··· Trecho para leitura

'Homem com H' apresenta vida e obra de Ney Matogrosso sem pudores na forma e na narrativa
Estrelada por Jesuíta Barbosa, cinebiografia do cantor estreia nos cinemas brasileiros nesta quinta, 1º de maio

O gênero da cinebiografia dificilmente alcança resultados que vão além de uma apresentação didática e reverente à figura retratada/homenageada. Fatos marcantes e fundantes são apresentados, acompanha-se a formação, o sucesso, os percalços — o modelo é costumeiramente seguido à risca.
Dedicado à vida e obra do cantor Ney Matogrosso e com Jesuíta Barbosa no papel principal, “Homem com H” se vale da fórmula, apresentando o artista em um amplo escopo temporal, mas se destaca pela inspiração e ousadia nas escolhas.
Na forma, a obra, que estreia nesta quinta, 1º de maio, reflete o próprio biografado, na ambivalência entre o desbunde e a contenção.
O projeto tem roteiro e direção de Esmir Filho, nome que despontou no audiovisual brasileiro nos anos 2000 com obras tão específicas quanto o curta “Tapa na Pantera” (2006) — popularizado como meme na internet — e o cult “Os Famosos e os Duendes da Morte” (2009).

······

*Instruções da atividade*:
Como você resumiria em duas frases o trecho sobre o filme "Homem com H"? As entradas não são necessárias para esta atividade.

··· Entradas fornecidas

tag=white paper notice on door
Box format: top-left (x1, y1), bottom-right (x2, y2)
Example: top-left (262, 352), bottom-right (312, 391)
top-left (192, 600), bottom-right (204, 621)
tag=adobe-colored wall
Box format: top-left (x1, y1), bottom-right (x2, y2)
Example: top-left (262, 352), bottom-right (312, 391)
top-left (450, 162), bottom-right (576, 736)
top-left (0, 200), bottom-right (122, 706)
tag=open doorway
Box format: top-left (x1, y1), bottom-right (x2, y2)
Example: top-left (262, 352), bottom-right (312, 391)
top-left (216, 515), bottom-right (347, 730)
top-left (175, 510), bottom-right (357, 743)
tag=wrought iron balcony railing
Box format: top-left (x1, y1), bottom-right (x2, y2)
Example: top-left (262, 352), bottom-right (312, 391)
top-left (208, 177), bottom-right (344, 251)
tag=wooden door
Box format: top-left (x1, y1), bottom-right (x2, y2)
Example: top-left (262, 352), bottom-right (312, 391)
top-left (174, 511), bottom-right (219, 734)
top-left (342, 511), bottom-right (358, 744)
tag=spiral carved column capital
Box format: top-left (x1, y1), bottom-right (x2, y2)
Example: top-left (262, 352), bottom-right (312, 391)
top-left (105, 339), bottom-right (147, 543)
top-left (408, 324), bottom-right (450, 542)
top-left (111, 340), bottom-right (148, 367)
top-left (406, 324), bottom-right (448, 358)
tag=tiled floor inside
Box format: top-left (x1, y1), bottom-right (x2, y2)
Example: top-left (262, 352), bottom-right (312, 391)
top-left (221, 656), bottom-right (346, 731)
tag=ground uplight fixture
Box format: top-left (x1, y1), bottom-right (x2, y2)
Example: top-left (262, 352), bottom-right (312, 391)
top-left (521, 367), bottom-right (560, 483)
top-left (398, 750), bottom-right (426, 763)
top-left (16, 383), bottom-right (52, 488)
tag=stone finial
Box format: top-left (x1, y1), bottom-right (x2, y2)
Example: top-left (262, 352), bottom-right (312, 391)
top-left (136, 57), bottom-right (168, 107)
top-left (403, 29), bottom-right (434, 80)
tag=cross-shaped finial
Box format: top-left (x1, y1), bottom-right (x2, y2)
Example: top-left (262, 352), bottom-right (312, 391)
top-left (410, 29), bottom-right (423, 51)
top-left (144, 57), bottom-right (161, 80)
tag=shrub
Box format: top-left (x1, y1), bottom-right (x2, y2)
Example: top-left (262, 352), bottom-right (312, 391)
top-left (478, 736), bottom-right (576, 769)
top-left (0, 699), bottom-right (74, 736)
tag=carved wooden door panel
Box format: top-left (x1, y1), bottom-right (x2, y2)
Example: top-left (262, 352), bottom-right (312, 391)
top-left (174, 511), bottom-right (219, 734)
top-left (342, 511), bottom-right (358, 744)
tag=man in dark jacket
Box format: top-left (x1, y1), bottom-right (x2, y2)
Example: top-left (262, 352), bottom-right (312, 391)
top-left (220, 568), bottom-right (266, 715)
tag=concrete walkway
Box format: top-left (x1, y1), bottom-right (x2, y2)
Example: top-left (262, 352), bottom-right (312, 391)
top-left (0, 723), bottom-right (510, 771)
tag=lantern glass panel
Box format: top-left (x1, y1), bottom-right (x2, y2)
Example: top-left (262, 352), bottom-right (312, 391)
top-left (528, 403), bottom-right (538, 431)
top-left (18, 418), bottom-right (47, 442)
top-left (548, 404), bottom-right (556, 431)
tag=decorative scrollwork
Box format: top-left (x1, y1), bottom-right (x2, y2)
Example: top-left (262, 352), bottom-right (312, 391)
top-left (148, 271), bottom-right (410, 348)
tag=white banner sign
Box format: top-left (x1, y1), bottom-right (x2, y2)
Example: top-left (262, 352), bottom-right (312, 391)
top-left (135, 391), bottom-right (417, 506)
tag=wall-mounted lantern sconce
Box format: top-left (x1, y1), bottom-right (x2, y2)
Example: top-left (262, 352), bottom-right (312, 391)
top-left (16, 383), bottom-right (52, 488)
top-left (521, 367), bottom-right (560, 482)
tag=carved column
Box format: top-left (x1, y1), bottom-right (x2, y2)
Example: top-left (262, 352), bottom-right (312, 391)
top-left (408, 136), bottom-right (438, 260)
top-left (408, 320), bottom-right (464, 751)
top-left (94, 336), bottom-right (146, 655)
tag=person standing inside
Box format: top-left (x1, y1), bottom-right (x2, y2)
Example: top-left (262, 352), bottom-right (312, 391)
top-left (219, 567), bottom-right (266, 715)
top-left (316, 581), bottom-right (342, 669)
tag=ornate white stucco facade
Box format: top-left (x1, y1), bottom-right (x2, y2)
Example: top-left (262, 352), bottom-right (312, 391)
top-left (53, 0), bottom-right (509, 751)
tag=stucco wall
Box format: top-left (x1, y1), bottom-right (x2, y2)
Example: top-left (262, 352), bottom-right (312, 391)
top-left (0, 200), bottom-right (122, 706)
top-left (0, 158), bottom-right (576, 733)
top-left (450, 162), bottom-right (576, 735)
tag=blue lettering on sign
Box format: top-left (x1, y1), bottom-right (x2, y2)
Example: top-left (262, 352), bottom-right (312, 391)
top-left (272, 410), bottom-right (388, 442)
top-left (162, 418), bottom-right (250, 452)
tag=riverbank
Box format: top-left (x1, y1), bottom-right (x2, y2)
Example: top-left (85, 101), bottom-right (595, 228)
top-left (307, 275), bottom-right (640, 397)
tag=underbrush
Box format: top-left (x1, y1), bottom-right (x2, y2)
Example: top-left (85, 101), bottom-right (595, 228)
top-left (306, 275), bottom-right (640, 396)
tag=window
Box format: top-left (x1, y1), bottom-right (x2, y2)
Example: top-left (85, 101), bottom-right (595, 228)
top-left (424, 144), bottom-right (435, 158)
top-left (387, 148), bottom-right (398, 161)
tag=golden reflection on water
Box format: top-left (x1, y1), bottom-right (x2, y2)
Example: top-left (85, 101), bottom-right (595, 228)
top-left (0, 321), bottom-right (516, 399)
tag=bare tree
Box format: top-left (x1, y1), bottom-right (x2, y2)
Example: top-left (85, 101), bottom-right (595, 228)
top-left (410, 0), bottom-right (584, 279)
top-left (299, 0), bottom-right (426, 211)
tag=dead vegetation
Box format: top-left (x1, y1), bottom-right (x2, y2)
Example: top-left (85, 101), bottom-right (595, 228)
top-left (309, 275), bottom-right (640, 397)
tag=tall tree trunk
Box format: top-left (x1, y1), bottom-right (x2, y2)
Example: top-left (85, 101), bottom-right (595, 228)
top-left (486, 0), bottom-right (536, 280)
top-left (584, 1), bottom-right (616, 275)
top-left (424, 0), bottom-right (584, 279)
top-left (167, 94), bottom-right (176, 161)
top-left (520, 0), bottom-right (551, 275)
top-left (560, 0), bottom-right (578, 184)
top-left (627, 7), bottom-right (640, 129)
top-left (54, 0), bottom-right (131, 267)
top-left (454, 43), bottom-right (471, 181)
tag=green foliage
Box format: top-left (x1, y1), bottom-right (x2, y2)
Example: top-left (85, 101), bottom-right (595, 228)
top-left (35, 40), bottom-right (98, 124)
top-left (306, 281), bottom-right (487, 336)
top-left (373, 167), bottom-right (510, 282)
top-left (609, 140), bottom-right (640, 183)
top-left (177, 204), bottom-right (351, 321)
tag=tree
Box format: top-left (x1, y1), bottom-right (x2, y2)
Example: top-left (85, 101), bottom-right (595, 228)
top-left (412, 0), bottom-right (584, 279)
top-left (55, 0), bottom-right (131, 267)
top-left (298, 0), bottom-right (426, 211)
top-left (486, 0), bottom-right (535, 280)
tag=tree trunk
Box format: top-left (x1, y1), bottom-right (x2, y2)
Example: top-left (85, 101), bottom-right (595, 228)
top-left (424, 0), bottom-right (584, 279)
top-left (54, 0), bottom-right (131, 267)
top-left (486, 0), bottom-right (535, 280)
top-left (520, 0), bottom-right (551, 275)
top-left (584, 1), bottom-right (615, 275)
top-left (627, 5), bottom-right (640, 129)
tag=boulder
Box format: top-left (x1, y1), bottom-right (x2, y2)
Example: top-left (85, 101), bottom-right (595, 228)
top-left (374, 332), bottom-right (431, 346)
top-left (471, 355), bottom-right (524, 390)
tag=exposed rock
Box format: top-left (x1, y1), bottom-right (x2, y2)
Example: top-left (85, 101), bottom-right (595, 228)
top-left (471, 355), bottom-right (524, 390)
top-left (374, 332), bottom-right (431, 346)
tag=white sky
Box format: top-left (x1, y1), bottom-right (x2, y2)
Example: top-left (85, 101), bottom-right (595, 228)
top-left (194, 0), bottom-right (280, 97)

······
··· Entradas fornecidas

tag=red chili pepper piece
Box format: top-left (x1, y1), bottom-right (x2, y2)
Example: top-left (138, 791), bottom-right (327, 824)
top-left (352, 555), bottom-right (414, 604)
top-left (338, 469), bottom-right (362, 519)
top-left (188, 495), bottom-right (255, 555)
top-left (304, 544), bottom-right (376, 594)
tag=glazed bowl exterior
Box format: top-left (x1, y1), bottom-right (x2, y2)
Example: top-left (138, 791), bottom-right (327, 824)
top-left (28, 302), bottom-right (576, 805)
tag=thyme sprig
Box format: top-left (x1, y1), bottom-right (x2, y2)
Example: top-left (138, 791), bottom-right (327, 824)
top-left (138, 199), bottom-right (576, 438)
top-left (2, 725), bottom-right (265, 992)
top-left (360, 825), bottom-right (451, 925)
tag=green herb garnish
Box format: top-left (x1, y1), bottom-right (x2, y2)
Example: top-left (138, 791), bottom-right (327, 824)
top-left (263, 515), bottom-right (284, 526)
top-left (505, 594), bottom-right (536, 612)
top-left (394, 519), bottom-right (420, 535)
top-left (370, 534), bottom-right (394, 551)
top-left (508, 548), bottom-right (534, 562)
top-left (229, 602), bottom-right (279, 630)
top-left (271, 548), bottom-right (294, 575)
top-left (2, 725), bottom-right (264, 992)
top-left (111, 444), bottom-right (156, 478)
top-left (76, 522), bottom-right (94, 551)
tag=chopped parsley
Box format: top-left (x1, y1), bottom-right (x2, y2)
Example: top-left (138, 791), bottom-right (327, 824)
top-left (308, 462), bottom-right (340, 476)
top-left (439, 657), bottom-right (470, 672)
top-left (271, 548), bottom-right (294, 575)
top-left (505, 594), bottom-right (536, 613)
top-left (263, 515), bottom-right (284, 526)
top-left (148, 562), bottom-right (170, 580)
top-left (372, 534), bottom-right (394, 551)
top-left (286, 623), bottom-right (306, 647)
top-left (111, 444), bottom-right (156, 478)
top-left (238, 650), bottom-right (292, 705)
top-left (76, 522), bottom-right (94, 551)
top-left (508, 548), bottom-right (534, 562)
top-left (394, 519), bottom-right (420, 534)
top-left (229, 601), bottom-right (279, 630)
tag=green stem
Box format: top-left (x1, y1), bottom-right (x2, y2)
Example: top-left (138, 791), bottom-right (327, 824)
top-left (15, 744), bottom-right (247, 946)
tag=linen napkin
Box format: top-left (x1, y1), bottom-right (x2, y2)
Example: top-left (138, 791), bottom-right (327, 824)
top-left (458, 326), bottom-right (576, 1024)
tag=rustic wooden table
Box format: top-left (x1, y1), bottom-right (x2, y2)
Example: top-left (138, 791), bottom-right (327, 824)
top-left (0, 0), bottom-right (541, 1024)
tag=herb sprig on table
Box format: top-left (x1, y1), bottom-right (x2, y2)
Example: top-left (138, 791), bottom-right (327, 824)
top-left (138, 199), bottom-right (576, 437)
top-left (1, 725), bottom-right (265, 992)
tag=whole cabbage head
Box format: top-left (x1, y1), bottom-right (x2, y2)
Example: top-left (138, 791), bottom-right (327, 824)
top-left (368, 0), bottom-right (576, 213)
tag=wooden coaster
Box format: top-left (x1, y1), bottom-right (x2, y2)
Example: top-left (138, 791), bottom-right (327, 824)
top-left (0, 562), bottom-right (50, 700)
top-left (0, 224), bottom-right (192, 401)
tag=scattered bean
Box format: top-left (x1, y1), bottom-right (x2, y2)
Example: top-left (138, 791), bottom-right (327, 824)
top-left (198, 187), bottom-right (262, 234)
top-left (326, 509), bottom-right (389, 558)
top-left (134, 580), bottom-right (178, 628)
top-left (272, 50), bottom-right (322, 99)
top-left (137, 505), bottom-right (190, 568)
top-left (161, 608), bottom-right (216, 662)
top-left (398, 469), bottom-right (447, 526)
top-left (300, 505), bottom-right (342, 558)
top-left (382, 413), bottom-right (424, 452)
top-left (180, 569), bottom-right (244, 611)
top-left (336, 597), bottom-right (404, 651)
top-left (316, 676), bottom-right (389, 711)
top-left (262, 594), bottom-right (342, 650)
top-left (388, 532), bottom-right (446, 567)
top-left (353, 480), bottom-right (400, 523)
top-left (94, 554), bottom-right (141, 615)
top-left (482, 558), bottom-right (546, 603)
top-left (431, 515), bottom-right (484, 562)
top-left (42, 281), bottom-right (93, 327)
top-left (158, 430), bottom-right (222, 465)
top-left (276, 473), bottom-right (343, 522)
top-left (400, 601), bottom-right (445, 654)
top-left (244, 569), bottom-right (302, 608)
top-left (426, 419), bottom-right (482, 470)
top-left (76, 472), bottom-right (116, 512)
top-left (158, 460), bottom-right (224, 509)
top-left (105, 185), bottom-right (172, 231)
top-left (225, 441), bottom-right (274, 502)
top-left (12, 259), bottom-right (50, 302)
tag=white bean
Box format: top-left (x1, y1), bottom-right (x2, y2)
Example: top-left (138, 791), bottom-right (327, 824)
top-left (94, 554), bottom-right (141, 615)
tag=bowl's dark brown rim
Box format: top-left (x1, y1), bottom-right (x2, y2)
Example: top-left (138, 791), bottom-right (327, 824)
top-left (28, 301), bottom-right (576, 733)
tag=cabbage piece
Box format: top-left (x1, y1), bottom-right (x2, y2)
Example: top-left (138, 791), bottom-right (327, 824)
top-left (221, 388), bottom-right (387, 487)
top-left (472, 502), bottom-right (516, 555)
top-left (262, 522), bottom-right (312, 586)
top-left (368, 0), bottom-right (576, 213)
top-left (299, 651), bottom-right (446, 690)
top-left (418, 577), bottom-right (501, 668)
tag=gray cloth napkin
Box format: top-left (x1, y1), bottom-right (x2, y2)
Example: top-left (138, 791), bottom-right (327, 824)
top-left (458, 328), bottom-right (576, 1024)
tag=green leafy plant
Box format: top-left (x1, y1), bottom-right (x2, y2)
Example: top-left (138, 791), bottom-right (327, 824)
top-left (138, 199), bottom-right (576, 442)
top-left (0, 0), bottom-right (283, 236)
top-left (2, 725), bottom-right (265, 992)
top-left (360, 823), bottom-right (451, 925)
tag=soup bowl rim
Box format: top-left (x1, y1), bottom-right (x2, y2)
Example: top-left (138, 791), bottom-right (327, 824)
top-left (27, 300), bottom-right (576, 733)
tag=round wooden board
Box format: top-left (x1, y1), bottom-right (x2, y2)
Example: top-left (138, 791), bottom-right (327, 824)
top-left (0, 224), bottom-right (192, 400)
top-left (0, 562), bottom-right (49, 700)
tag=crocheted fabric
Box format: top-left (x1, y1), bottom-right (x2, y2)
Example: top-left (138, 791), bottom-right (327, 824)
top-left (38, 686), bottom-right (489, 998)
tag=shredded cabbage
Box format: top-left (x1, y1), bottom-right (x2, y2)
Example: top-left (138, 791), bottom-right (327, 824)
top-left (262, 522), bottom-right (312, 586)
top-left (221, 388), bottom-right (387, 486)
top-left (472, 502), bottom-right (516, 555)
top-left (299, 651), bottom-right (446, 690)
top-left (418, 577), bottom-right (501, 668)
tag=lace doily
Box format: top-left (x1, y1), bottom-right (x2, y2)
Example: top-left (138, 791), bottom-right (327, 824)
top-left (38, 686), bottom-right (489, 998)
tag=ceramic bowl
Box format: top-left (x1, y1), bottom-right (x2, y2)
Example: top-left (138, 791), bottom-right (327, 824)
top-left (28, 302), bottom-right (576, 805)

······
··· Entradas fornecidas

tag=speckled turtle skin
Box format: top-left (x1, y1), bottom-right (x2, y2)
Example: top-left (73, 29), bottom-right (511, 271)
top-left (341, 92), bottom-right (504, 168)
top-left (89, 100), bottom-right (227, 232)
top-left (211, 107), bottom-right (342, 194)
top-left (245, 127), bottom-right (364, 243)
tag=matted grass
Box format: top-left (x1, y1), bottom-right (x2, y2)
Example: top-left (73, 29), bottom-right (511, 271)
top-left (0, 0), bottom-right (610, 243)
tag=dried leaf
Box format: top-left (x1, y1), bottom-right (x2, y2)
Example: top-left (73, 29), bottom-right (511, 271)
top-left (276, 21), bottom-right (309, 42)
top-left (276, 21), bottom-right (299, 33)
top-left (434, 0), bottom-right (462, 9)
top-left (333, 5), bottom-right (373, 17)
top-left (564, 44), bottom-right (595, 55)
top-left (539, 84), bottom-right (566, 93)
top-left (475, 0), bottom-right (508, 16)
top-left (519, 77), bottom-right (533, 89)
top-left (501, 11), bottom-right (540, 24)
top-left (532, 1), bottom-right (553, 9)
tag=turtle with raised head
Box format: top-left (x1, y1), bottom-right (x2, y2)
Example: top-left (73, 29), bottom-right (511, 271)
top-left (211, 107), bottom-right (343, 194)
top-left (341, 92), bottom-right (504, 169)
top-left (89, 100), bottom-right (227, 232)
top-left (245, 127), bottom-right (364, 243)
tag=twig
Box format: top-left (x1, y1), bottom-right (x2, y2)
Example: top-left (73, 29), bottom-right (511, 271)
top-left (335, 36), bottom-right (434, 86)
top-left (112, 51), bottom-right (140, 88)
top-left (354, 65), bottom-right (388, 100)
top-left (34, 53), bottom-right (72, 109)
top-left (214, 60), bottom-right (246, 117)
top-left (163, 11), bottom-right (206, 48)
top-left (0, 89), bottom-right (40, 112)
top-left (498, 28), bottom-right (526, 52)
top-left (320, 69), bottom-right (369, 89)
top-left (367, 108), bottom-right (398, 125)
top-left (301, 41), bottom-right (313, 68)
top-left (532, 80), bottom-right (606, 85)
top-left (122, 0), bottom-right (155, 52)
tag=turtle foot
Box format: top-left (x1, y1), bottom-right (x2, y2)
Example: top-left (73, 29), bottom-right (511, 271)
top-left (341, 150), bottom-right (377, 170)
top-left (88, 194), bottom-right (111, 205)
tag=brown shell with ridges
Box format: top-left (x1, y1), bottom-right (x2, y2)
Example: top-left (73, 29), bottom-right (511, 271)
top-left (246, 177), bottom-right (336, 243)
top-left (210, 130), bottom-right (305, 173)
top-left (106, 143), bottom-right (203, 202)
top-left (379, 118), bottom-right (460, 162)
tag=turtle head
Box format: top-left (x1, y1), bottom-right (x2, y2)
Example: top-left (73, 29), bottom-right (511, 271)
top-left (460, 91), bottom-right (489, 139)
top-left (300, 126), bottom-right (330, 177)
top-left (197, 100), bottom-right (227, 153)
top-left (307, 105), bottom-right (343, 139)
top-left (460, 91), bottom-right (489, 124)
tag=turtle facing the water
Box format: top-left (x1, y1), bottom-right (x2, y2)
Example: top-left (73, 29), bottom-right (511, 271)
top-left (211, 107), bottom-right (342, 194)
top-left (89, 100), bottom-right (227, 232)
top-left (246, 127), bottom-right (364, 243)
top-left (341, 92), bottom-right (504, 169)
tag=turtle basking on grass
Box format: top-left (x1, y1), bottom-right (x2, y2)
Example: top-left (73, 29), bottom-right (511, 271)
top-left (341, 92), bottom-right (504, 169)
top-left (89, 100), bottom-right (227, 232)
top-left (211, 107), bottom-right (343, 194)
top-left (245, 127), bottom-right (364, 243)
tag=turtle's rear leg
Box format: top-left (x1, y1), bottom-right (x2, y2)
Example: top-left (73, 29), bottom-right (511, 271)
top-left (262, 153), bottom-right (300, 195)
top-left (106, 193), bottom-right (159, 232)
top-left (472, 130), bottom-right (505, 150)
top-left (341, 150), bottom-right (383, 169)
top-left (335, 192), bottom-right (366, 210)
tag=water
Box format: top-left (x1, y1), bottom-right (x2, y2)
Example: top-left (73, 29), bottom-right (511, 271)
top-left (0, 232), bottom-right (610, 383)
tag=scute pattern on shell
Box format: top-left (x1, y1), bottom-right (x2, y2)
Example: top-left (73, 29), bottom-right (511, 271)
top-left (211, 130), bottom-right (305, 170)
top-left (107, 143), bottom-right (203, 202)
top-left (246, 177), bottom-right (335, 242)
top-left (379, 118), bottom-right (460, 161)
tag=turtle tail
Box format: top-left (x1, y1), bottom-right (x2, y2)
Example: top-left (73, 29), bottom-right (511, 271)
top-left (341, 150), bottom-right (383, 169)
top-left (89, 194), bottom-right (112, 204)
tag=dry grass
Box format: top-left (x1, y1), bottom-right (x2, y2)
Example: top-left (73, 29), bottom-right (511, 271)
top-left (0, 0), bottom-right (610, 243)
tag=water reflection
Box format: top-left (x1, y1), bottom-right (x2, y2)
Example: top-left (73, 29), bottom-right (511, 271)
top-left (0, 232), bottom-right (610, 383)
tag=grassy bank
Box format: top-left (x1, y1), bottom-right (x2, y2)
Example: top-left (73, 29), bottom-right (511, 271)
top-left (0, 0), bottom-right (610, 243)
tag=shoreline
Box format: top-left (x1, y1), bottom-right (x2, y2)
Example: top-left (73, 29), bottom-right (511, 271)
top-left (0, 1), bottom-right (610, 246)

······

*O resultado*:
"Homem com H", cinebiografia de Ney Matogrosso estrelada por Jesuíta Barbosa e com roteiro e direção de Esmir Filho, estreia nos cinemas brasileiros em 1º de maio. O filme segue a fórmula do gênero ao apresentar o artista em um amplo escopo temporal, mas se destaca pela inspiração e ousadia nas escolhas e, na forma, reflete o próprio biografado, na ambivalência entre o desbunde e a contenção.